EXTRACTED DATA start

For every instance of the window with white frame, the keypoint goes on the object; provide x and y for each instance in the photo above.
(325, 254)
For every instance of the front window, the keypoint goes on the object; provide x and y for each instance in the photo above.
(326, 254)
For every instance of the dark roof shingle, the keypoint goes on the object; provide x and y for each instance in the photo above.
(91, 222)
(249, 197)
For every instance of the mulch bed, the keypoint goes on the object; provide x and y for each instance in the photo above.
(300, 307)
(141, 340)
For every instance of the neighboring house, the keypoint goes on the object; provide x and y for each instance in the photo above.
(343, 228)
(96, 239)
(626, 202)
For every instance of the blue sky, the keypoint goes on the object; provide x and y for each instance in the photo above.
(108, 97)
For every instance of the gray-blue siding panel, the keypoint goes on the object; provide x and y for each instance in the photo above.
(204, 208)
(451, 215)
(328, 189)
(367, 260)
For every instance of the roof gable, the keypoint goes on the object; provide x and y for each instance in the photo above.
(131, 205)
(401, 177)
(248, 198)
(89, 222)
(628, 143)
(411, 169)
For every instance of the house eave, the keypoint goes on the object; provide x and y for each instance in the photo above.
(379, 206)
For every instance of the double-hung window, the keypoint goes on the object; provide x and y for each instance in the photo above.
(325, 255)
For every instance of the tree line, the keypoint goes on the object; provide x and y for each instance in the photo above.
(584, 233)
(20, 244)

EXTRACTED DATA end

**GIVEN INSTRUCTION**
Reproduce every one of the records above word for word, keeping each line in its original order.

**WRITTEN ANSWER**
For every instance of the window with white frame, the keypoint goes on the object; provide x and y for each instance in the photo above.
(325, 254)
For every instance of the front window, the keypoint goes on the object; provide x and y for each instance in the photo above.
(326, 254)
For every instance of the dark roof shingle, the keypoint goes on the object; provide x and y for each instance in the photo above.
(91, 222)
(249, 197)
For every instance of the mulch bed, the keypoint goes on the object; provide x and y for each instance in the photo above.
(300, 307)
(141, 340)
For every instance of the neighboring house, the keypoint goes on the object; provide x and y for each instance in the photo above.
(343, 228)
(96, 239)
(626, 202)
For every instance of the blue sky, the keypoint goes on the object; provide x and y for each instance in the photo above.
(108, 97)
For every instance of the gray-blue siding panel, the keypoint goes on the object; provide x and y for each instance in the photo above.
(204, 208)
(451, 215)
(328, 189)
(367, 260)
For every instance of the roof gable, the keypoint goes on the object; provide x and y for each instance in the photo above.
(131, 205)
(401, 177)
(248, 198)
(89, 222)
(628, 143)
(411, 169)
For every instance of the house eave, the keypoint goes on the object; provide x and y for each instance in the photo above.
(379, 206)
For every instance of the double-hung window, the keypoint goes on the object; provide x and y for each instance in the photo above.
(325, 255)
For every instance of the tree line, the keypoint goes on the object; provide x and y for each instance in the photo above.
(584, 233)
(20, 244)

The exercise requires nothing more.